- [DATA EXTRACT]
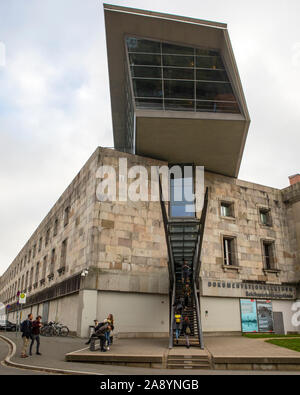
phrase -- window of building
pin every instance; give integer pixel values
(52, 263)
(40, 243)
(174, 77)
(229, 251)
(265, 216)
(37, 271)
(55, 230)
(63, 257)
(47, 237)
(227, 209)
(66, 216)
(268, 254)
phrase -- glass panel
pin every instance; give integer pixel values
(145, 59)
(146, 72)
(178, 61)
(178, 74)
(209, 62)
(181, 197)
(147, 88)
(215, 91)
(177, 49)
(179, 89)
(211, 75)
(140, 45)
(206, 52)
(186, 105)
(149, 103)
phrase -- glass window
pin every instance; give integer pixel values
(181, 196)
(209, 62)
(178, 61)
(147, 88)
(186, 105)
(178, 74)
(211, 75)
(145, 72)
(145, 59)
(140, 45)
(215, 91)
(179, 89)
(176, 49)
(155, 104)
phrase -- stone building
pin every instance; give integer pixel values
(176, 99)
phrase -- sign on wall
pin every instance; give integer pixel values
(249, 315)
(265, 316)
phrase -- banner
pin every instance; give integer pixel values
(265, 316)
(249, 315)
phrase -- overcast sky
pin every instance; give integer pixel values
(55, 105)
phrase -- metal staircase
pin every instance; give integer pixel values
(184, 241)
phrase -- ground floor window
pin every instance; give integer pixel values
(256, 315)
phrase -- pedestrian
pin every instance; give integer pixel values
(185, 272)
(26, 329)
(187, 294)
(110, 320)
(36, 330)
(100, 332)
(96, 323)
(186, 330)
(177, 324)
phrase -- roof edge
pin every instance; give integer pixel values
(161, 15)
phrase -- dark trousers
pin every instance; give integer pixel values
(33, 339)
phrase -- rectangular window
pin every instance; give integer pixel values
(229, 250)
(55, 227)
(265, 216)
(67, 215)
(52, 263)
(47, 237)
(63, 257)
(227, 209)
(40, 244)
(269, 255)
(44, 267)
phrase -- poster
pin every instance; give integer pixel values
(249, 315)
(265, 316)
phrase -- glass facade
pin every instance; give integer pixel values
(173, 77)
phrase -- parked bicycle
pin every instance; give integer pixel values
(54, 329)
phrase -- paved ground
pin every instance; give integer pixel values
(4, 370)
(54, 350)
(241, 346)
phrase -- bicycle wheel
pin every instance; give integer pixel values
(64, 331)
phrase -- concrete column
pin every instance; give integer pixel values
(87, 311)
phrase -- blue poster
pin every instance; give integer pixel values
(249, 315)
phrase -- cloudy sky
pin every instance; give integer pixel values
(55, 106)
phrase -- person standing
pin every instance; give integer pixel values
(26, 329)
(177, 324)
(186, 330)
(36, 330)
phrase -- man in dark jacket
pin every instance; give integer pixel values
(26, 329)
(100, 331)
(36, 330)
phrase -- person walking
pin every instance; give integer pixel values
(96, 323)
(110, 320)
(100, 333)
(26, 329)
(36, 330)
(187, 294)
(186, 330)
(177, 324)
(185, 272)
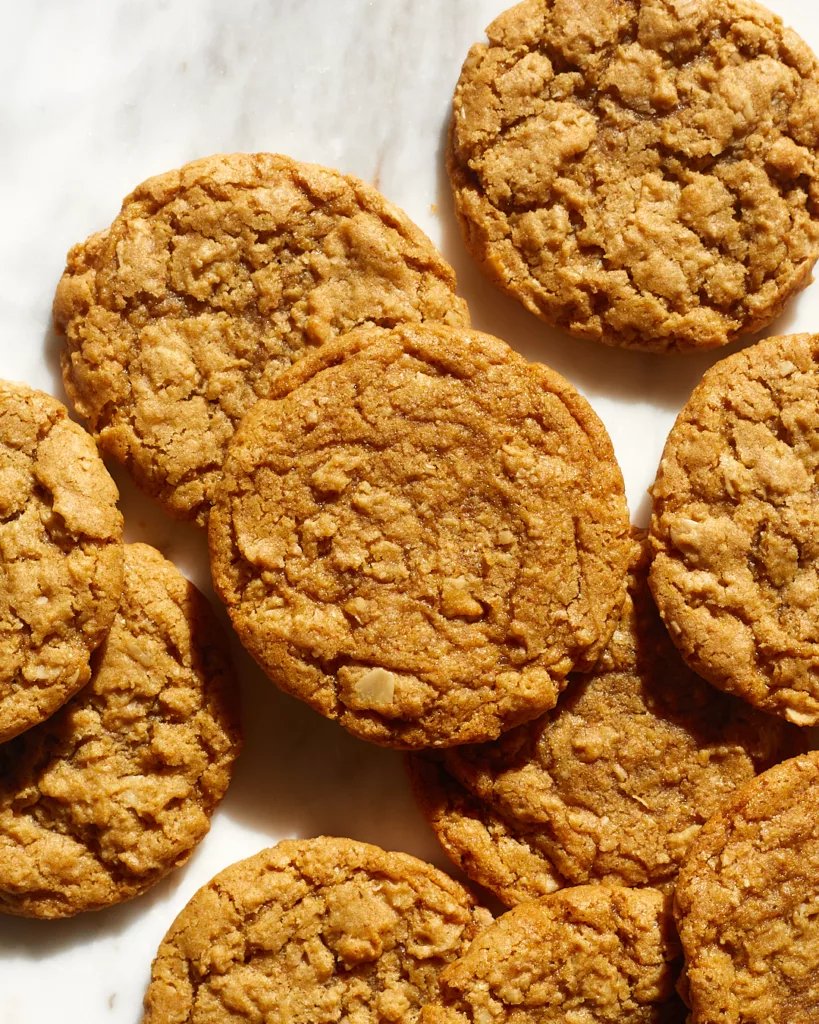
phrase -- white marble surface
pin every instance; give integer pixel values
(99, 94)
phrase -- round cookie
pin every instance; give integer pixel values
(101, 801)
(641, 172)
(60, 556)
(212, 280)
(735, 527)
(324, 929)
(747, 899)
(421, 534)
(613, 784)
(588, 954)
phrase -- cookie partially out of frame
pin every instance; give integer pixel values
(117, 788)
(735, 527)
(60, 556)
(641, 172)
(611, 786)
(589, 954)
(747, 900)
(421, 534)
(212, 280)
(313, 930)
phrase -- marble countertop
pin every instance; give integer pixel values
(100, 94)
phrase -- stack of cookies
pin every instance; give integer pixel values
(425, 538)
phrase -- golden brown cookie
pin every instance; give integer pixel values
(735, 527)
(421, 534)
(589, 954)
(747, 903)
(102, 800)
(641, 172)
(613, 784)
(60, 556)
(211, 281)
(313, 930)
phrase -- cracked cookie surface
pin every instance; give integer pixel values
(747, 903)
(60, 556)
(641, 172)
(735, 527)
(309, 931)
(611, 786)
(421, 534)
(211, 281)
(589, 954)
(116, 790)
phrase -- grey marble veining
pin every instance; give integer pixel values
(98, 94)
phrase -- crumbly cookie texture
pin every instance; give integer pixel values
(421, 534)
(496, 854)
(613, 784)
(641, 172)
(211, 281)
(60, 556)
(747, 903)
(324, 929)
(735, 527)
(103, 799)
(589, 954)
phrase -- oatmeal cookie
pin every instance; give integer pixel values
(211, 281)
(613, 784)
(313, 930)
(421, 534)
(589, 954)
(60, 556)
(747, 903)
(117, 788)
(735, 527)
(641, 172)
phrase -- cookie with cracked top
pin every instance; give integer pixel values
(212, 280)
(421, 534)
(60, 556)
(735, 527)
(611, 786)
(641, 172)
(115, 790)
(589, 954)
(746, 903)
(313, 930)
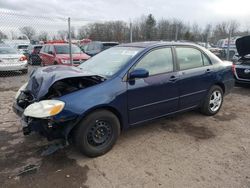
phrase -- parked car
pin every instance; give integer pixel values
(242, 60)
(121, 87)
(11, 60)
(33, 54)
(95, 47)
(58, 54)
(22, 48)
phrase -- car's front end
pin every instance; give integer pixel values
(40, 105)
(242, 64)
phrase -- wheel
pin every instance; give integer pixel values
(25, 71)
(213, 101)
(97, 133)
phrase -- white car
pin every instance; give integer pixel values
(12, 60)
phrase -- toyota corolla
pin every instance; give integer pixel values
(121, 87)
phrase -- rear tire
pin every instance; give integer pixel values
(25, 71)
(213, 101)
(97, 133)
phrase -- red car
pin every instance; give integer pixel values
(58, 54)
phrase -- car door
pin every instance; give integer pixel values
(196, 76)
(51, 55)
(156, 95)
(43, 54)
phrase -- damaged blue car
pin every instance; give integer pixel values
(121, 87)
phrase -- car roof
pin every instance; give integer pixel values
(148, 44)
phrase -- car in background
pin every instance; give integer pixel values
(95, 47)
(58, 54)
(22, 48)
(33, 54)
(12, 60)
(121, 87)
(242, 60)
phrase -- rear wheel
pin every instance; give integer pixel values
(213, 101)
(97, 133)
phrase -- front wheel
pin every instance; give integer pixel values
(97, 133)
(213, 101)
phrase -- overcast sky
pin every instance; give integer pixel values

- [SET EXERCISE]
A faithful copy of the records above is needed, with the pictures left out.

- [TASK SOLUTION]
phrase -- window of building
pin every instance; give integer pixel values
(52, 263)
(40, 243)
(174, 77)
(229, 251)
(265, 216)
(37, 271)
(55, 230)
(63, 257)
(47, 237)
(227, 209)
(66, 216)
(268, 254)
phrase -- glass panel
pin every instance; give integer pixel values
(145, 59)
(146, 72)
(178, 61)
(178, 74)
(209, 62)
(181, 197)
(147, 88)
(215, 91)
(177, 49)
(179, 89)
(211, 75)
(140, 45)
(206, 52)
(186, 105)
(149, 103)
phrase -- glass window
pin every instance; give integer pixel values
(181, 196)
(209, 62)
(178, 61)
(147, 88)
(186, 105)
(178, 74)
(211, 75)
(145, 72)
(145, 59)
(140, 45)
(215, 91)
(179, 89)
(176, 49)
(155, 104)
phrase -- stone building
pin every instance; give integer pixel values
(176, 99)
phrase -- sign on wall
pin every instance; give integer pixel values
(249, 315)
(265, 316)
phrase -- banner
pin every instance; give integer pixel values
(265, 316)
(249, 315)
phrase -- overcast sky
pin every instance; give integer pixel values
(55, 105)
phrase -- metal staircase
pin every instance; give integer pixel values
(184, 241)
phrase -- ground floor window
pin every instance; give integer pixel values
(256, 315)
phrase -- pedestrian
pin every instance; give integer pixel values
(185, 272)
(26, 329)
(187, 294)
(110, 320)
(36, 330)
(100, 332)
(96, 323)
(186, 330)
(177, 324)
phrase -- roof edge
pin every instance; give integer pixel values
(161, 15)
phrase -- dark trousers
pin every instance; give integer pixel values
(33, 339)
phrase -- rectangular window
pin every instance; give integer pixel values
(229, 250)
(55, 227)
(265, 216)
(67, 215)
(52, 263)
(47, 237)
(63, 257)
(227, 209)
(40, 244)
(269, 255)
(44, 267)
phrase -- poster
pin every instance; give integer pixel values
(249, 315)
(265, 316)
phrase -- glass facade
pin every instance; give integer pixel values
(173, 77)
phrase -- parked bicycle
pin every instance; give integer pixel values
(54, 329)
phrase -- paved ground
pin every instance; give integer pixel values
(4, 370)
(54, 350)
(241, 346)
phrase -- bicycle wheel
pin every instance; give integer pixel values
(64, 331)
phrase -- concrete column
pin every instance; give integer pixel values
(87, 311)
phrase -- blue poster
pin every instance; give integer pixel values
(249, 315)
phrase -- cloudy sky
pin every instance; give integer pixel values
(55, 106)
phrase -- person standing
pin every instance; give integer pixel values
(26, 329)
(177, 324)
(186, 330)
(36, 330)
phrase -- man in dark jacket
pin every instance; give integer pixel values
(26, 329)
(100, 331)
(36, 330)
phrase -- person walking
pin every instance; give integer pixel values
(96, 323)
(110, 320)
(100, 333)
(26, 329)
(36, 330)
(187, 294)
(186, 330)
(177, 324)
(185, 272)
phrase -- white marble surface
pin every instance; give integer pixel values
(99, 94)
phrase -- round cookie
pin every instance; give integer pixel values
(101, 801)
(641, 172)
(60, 556)
(212, 280)
(735, 527)
(324, 929)
(747, 899)
(421, 534)
(613, 784)
(588, 954)
phrase -- cookie partially out of frame
pin every instance; give integer pixel values
(117, 788)
(735, 527)
(60, 556)
(641, 172)
(611, 786)
(589, 954)
(747, 900)
(421, 534)
(212, 280)
(313, 930)
phrase -- marble countertop
pin every instance; give integer pixel values
(100, 94)
phrase -- stack of cookies
pin every instance; give integer pixel values
(425, 538)
phrase -- golden brown cookie
pin every instance; give integer pixel values
(735, 527)
(421, 534)
(589, 954)
(747, 903)
(102, 800)
(641, 172)
(613, 784)
(60, 556)
(211, 281)
(313, 930)
phrase -- cracked cookie surface
pin every instance; give integer pixel values
(747, 903)
(60, 556)
(641, 172)
(735, 527)
(309, 931)
(611, 786)
(421, 534)
(211, 281)
(589, 954)
(116, 790)
phrase -- grey marble veining
pin every instance; give integer pixel values
(98, 94)
phrase -- crumbly cookie texture
pin every instance; give integer pixel values
(421, 534)
(496, 854)
(613, 784)
(641, 172)
(211, 281)
(60, 556)
(747, 903)
(324, 929)
(735, 527)
(103, 799)
(589, 954)
phrase -- oatmeal cookie
pin every instance; give integer pixel values
(211, 281)
(613, 784)
(313, 930)
(421, 534)
(589, 954)
(60, 556)
(747, 903)
(117, 788)
(735, 527)
(641, 172)
phrase -- cookie with cracked top
pin every instance; give integer pixel values
(212, 280)
(421, 534)
(60, 556)
(735, 527)
(611, 786)
(641, 172)
(115, 790)
(589, 954)
(746, 903)
(313, 930)
phrase -- parked car
pin every instance; give integer pixel values
(242, 60)
(121, 87)
(11, 60)
(33, 54)
(95, 47)
(58, 54)
(22, 48)
phrase -- car's front end
pin every instance; give integer pixel values
(40, 105)
(242, 64)
phrase -- wheel
pin every instance; give integer pixel values
(25, 71)
(213, 101)
(97, 133)
phrase -- white car
pin every instance; give integer pixel values
(12, 60)
phrase -- toyota corolla
pin every instance; give integer pixel values
(121, 87)
phrase -- rear tire
pin every instance; give integer pixel values
(25, 71)
(213, 101)
(97, 133)
phrase -- red car
pin every instance; give integer pixel values
(58, 54)
phrase -- car door
pin every instance; give integer pixel values
(196, 76)
(51, 55)
(156, 95)
(43, 54)
phrase -- damaged blue car
pin every instance; give integer pixel values
(121, 87)
phrase -- car roof
pin every instance; give integer pixel values
(148, 44)
phrase -- car in background
pin every instance; give integer pixel values
(95, 47)
(58, 54)
(22, 48)
(33, 54)
(12, 60)
(121, 87)
(242, 60)
phrase -- rear wheel
pin every instance; give integer pixel values
(213, 101)
(97, 133)
phrase -- front wheel
pin every instance; give integer pixel values
(97, 133)
(213, 101)
phrase -- overcast sky
pin every instance; give integer pixel values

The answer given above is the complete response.